What this task involves
Update the records below so that every "pixel coordinates" reads "image coordinates", leaving all other text unchanged.

Listing
•••

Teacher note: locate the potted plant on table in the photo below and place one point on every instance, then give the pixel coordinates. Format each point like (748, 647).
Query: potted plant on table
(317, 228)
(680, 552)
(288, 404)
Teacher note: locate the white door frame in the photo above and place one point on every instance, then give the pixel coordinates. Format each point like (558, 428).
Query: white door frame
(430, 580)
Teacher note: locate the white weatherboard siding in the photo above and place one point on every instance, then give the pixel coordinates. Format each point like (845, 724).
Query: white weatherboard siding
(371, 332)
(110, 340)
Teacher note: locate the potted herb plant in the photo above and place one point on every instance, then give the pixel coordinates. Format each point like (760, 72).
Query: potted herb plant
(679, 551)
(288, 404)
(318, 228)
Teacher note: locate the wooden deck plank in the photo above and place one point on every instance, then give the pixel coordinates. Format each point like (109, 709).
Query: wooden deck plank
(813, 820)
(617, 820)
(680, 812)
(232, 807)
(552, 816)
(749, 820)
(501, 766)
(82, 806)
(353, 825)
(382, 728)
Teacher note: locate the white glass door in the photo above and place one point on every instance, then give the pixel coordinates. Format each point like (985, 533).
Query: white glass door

•••

Answer to the exercise
Teacher note: locate the potted plant on table in the photo below and place one point on every instance, then give the image coordinates. Format each point like (748, 647).
Query: potted plant on table
(317, 228)
(680, 552)
(288, 404)
Teacher note: locate the white door frame in the photo above and place one point on every instance, then give the image coordinates. Format each point like (558, 428).
Query: white door frame
(430, 580)
Teacher note: locate the white weatherboard siding in the photo above and place one point on every instance, then give the image coordinates. Format each point like (845, 724).
Query: white weatherboard siding
(371, 332)
(110, 340)
Teacher note: locate the potted herb plant in the photo above and place one point on every instance, then give the image coordinates. Format each point like (760, 72).
Query: potted herb plant
(679, 551)
(288, 404)
(318, 228)
Teacher note: locate the wooden deck plank in the photo above and place one point on every instance, then give the image coordinates. Format each point like (109, 709).
Query: wooden deck plank
(813, 820)
(617, 820)
(680, 812)
(232, 807)
(552, 816)
(749, 820)
(501, 766)
(82, 806)
(353, 825)
(382, 728)
Teacher note: locate the white glass door in the photo above and place one point on every instance, then give the image coordinates. Format each point like (985, 533).
Query: white glass door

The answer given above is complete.